## WHAT THE TASK ASKS
Copy out every line of the listing below that contains the string "rifle". Treat the match as case-sensitive.

## EXERCISE INPUTS
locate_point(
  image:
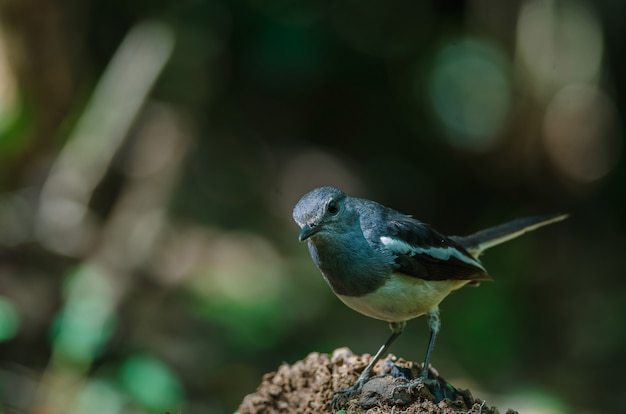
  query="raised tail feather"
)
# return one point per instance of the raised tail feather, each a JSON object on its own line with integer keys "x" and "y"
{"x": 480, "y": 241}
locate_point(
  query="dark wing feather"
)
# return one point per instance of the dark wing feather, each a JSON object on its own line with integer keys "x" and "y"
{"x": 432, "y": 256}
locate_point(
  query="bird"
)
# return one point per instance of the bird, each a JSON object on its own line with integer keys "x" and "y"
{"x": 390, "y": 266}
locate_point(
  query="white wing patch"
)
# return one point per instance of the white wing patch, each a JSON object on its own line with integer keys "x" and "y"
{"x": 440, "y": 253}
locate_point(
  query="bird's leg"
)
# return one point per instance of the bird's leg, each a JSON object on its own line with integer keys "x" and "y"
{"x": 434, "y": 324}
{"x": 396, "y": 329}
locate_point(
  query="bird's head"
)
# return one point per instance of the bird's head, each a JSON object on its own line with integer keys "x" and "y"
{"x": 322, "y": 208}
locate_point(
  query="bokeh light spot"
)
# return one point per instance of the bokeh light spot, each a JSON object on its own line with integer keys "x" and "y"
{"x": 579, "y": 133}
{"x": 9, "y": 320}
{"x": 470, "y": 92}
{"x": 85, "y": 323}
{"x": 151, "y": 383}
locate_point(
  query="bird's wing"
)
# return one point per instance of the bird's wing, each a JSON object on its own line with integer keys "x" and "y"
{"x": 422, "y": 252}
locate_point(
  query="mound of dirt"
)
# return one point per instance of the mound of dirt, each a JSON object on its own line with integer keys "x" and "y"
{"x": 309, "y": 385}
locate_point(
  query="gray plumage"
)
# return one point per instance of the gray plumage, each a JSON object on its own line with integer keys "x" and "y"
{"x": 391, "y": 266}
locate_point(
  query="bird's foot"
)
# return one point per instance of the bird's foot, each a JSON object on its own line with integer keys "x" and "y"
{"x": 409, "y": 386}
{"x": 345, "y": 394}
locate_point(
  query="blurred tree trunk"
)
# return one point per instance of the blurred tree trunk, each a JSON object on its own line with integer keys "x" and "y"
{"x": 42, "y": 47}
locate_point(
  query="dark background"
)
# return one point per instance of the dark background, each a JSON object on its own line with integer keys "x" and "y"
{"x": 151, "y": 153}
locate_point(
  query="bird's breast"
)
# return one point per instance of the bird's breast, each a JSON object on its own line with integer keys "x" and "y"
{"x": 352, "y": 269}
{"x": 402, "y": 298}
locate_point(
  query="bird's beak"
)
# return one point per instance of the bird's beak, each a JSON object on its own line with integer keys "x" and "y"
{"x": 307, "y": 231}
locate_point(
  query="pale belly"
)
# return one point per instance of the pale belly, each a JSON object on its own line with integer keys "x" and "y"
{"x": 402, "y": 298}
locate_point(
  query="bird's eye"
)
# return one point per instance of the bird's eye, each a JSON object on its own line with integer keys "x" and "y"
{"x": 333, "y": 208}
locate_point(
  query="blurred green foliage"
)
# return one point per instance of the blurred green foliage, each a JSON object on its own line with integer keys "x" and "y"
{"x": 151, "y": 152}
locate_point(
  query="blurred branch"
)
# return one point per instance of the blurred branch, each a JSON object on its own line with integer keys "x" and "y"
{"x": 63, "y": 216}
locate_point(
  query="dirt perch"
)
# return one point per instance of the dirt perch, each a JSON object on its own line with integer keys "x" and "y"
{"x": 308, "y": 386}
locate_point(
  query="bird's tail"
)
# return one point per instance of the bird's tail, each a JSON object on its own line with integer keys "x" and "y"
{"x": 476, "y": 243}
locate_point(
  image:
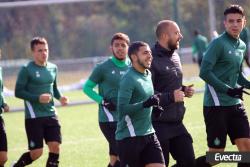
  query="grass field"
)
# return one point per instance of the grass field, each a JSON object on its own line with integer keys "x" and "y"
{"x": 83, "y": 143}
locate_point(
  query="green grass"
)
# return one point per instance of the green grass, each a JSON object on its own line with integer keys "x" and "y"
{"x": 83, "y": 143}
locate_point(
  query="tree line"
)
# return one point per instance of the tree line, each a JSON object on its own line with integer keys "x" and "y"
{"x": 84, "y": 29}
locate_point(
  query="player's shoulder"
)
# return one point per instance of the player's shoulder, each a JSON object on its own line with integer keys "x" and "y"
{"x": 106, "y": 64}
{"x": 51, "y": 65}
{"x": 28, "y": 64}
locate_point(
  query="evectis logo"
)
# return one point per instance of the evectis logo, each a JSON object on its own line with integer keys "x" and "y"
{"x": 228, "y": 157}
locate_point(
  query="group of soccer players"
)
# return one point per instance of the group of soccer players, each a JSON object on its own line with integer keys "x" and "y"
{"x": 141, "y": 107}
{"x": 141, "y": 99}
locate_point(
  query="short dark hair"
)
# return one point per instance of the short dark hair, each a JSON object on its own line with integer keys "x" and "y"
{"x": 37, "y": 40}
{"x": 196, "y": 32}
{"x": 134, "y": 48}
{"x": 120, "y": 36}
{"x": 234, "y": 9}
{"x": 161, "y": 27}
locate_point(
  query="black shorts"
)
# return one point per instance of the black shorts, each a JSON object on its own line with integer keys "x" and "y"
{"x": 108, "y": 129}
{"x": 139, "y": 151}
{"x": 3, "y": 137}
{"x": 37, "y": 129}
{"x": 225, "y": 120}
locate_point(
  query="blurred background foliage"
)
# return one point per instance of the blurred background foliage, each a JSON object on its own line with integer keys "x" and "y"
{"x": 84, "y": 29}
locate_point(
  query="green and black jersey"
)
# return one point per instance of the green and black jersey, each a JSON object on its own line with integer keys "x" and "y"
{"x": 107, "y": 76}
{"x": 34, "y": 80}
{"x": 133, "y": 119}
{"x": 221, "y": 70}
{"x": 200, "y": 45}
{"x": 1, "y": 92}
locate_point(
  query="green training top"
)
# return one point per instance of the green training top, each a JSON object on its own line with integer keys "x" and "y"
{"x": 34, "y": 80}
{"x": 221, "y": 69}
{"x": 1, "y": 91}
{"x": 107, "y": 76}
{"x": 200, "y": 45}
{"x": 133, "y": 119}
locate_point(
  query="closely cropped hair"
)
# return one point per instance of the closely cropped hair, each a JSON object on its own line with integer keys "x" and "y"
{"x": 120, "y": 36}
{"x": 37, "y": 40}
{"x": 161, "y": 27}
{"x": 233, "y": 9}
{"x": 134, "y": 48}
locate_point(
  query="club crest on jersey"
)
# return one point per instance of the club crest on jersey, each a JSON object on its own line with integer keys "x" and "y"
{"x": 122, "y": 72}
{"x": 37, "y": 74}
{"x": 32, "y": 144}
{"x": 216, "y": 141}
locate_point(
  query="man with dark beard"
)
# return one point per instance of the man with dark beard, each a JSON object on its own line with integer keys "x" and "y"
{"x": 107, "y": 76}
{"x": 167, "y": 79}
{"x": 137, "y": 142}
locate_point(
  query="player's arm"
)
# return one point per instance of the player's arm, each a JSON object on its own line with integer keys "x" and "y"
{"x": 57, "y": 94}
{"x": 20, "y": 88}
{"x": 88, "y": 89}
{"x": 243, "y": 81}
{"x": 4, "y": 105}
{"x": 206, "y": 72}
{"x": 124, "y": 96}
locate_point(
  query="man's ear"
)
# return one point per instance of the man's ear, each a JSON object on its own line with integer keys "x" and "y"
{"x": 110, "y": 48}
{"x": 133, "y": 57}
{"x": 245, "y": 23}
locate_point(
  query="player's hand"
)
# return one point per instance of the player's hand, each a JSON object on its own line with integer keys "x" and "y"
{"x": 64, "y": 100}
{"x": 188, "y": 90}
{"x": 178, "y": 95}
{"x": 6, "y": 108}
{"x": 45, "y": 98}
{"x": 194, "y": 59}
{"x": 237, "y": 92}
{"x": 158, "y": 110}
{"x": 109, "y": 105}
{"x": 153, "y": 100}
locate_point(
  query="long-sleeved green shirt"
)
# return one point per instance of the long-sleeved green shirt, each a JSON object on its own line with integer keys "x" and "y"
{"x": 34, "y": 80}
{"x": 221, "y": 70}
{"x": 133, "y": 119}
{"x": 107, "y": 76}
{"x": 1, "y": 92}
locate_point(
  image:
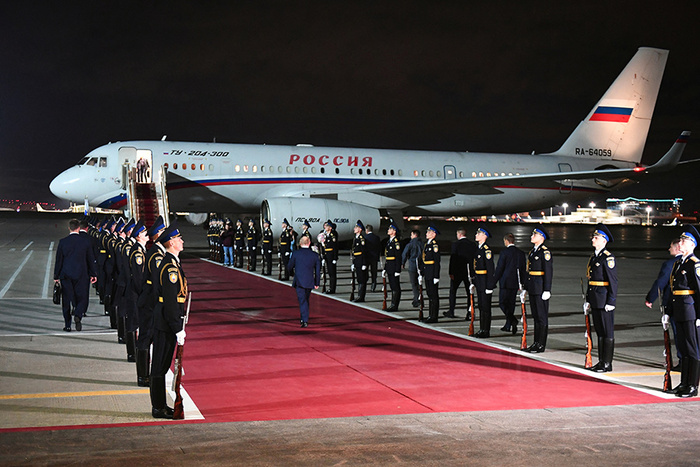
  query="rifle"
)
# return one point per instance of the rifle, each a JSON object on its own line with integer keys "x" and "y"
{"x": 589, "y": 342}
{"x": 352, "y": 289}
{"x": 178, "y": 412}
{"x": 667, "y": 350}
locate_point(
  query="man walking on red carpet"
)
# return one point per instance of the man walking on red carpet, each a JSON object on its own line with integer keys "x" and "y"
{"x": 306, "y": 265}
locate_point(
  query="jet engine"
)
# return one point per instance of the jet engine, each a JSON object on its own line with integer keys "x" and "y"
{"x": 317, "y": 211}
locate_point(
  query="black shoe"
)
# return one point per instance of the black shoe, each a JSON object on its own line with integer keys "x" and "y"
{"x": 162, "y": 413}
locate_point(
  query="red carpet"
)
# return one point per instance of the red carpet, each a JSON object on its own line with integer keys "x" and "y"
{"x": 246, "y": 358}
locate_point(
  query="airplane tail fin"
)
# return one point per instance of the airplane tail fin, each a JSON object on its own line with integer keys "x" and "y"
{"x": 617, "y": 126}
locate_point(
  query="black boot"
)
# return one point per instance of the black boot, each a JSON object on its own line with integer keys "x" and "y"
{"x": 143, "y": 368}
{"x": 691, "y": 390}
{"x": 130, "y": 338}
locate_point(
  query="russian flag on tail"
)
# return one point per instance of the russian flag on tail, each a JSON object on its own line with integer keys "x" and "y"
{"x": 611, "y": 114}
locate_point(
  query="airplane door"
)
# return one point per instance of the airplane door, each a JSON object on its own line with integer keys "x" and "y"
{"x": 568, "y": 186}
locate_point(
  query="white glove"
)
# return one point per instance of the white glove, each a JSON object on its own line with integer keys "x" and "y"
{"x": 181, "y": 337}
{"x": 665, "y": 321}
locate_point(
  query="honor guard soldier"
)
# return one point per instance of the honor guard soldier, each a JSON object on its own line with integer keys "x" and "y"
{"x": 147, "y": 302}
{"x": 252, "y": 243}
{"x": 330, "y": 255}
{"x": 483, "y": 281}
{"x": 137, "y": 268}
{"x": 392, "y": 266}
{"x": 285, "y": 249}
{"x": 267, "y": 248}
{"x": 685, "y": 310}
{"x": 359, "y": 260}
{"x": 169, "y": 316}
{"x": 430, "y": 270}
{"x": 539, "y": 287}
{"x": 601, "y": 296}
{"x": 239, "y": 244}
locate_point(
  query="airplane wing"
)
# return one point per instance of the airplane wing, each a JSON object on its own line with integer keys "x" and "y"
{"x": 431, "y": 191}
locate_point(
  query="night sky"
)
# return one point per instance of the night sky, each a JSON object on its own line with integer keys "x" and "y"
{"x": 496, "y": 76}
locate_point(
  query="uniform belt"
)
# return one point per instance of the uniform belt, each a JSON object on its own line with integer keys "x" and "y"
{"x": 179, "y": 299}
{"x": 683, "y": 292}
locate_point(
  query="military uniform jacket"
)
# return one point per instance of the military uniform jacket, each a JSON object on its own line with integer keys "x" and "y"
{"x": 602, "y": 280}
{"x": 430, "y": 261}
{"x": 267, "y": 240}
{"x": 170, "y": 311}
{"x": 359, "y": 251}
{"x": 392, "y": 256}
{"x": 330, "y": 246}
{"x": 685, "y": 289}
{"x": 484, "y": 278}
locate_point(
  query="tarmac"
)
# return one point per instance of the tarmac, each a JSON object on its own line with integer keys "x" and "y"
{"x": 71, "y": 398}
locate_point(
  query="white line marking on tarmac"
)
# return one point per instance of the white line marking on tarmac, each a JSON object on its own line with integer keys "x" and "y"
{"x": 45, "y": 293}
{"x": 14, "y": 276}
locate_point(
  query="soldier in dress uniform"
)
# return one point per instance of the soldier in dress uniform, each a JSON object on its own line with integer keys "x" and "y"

## SOLVED PROBLEM
  query="rifle"
# return one point per instance of the rifle, each a JSON object on its own line with integer keys "x" and "y"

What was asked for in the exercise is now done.